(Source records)

= Beginning of Section =

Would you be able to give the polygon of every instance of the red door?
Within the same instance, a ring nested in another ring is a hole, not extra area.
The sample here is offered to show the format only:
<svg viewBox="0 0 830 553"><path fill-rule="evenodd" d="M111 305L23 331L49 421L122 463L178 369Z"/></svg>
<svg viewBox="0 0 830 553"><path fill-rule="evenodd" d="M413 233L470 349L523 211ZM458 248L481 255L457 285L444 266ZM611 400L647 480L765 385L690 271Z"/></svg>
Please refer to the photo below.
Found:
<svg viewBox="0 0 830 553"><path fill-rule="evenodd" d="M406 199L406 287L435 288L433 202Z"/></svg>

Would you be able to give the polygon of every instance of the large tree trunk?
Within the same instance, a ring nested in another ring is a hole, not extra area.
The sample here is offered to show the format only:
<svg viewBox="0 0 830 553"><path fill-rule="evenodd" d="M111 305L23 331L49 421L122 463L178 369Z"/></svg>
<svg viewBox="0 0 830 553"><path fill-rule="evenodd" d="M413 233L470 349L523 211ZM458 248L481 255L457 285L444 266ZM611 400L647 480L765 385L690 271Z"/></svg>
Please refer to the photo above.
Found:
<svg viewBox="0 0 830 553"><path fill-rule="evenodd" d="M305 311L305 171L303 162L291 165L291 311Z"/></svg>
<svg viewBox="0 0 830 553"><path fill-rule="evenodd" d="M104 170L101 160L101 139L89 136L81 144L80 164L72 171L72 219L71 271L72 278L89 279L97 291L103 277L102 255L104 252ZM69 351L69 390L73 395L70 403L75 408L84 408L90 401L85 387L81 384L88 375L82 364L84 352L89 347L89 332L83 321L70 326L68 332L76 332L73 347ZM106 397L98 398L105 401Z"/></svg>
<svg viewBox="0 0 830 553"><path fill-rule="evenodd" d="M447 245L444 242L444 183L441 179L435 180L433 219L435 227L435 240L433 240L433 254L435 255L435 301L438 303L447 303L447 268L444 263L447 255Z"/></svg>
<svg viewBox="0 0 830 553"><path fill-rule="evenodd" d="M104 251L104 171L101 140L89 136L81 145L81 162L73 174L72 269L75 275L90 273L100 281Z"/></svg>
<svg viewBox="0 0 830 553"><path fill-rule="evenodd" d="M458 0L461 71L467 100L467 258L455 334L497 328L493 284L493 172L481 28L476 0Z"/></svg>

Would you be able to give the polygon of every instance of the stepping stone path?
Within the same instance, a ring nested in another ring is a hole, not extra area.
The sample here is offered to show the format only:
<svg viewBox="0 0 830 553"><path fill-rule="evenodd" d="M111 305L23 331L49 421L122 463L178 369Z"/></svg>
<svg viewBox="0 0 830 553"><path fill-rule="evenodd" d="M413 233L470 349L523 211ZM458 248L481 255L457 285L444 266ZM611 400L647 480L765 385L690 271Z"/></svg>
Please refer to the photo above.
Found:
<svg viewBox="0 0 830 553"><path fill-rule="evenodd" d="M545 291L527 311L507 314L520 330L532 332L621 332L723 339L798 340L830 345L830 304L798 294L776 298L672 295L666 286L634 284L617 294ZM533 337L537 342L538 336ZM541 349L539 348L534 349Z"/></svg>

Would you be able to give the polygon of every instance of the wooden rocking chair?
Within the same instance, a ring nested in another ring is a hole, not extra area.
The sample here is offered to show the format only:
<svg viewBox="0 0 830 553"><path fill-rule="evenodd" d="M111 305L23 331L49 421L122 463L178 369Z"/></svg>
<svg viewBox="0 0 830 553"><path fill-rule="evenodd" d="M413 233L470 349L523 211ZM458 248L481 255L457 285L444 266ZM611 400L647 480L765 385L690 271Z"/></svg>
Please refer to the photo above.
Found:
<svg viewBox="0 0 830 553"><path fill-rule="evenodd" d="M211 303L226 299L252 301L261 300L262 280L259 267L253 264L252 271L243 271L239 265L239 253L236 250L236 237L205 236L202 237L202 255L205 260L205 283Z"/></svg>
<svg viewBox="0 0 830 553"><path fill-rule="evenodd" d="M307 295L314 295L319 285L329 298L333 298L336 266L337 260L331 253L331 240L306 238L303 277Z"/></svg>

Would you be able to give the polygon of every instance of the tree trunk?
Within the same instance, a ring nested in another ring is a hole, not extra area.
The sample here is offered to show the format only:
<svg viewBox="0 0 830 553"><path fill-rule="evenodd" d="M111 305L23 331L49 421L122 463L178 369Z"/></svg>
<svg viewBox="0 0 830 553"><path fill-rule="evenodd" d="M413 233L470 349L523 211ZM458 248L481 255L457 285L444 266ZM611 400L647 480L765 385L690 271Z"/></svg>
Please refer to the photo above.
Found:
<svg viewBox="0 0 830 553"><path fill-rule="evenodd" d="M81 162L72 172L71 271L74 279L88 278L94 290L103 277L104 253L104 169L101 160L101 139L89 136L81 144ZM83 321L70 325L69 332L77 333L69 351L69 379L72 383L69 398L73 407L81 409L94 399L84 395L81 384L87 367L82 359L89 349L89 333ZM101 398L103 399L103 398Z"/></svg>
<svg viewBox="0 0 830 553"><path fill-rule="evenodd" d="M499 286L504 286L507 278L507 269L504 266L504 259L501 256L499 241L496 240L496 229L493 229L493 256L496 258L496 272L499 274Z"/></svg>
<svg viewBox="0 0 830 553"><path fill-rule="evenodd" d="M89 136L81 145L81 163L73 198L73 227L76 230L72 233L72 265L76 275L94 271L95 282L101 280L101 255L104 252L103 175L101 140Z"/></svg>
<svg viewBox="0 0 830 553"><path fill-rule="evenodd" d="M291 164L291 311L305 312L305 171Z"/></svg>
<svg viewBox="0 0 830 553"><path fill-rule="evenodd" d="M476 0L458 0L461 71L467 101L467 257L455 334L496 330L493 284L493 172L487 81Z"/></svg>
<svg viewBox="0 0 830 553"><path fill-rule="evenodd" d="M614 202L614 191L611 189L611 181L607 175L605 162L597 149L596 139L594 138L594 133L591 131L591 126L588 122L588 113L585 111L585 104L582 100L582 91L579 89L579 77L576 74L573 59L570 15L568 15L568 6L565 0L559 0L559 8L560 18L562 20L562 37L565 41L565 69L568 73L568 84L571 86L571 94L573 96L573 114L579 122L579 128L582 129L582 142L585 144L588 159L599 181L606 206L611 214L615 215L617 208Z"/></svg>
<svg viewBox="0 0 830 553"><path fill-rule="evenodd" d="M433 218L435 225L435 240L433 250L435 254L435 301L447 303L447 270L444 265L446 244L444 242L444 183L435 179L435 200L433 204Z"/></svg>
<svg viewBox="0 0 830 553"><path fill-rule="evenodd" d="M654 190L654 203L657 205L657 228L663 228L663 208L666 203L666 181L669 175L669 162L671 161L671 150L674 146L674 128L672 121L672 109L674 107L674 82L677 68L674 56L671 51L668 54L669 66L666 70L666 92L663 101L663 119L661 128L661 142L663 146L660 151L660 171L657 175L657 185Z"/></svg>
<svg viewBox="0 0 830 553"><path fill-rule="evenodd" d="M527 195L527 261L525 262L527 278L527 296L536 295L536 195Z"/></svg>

= End of Section =

Pull every line containing the word "trunk" out of the entries above.

Would you be able to give the polygon of every instance of the large tree trunk?
Would you be able to give the polygon of every instance of the tree trunk?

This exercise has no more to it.